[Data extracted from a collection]
========

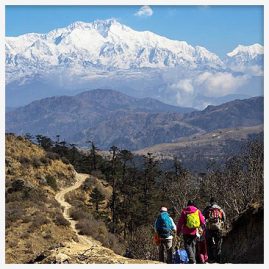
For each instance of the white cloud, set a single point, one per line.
(220, 83)
(184, 85)
(144, 11)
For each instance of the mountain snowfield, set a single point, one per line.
(108, 54)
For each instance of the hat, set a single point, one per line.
(163, 209)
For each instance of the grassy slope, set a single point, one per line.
(34, 220)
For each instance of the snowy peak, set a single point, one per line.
(109, 45)
(251, 51)
(105, 44)
(243, 57)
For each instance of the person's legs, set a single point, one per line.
(210, 245)
(190, 245)
(161, 251)
(218, 246)
(169, 250)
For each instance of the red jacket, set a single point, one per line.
(181, 225)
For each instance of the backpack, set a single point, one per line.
(163, 225)
(193, 220)
(180, 256)
(214, 219)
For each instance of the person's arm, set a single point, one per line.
(174, 227)
(202, 218)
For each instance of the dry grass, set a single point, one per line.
(34, 220)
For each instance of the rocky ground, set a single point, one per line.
(86, 249)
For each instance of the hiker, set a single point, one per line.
(201, 245)
(215, 219)
(164, 226)
(191, 218)
(180, 256)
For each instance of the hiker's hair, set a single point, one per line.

========

Exercise goal ▸
Set every record down exactly, omitting pictures.

Task output ▸
For each instance of the white cloud, set a single point, one per line.
(220, 83)
(184, 85)
(144, 11)
For each instance of the mountain snowfield, set a single point, one per line.
(108, 54)
For each instance of the hat, set a single point, one per line.
(163, 209)
For each instance of the grassy slope, set a single point, one per line.
(34, 220)
For each instance of the snowy peak, set a single point, one per line.
(109, 45)
(251, 51)
(105, 44)
(243, 57)
For each instance of the person's legs, set a single point, one per line.
(210, 245)
(190, 245)
(161, 251)
(218, 246)
(169, 250)
For each instance of the red jacket, set a single point, one per line.
(181, 225)
For each instance of the backpack, set a single point, one per line.
(163, 225)
(193, 220)
(180, 256)
(214, 219)
For each instance of the person's arm, set a single point, one per line.
(174, 227)
(202, 218)
For each instance of the dry grass, set a single point, one per line.
(34, 220)
For each instance of the rocky ground, set a single point, one per line.
(86, 249)
For each instance of the hiker, set a single point, one per line.
(201, 245)
(215, 219)
(164, 226)
(191, 218)
(180, 256)
For each instance of the hiker's hair, set a single point, one per line.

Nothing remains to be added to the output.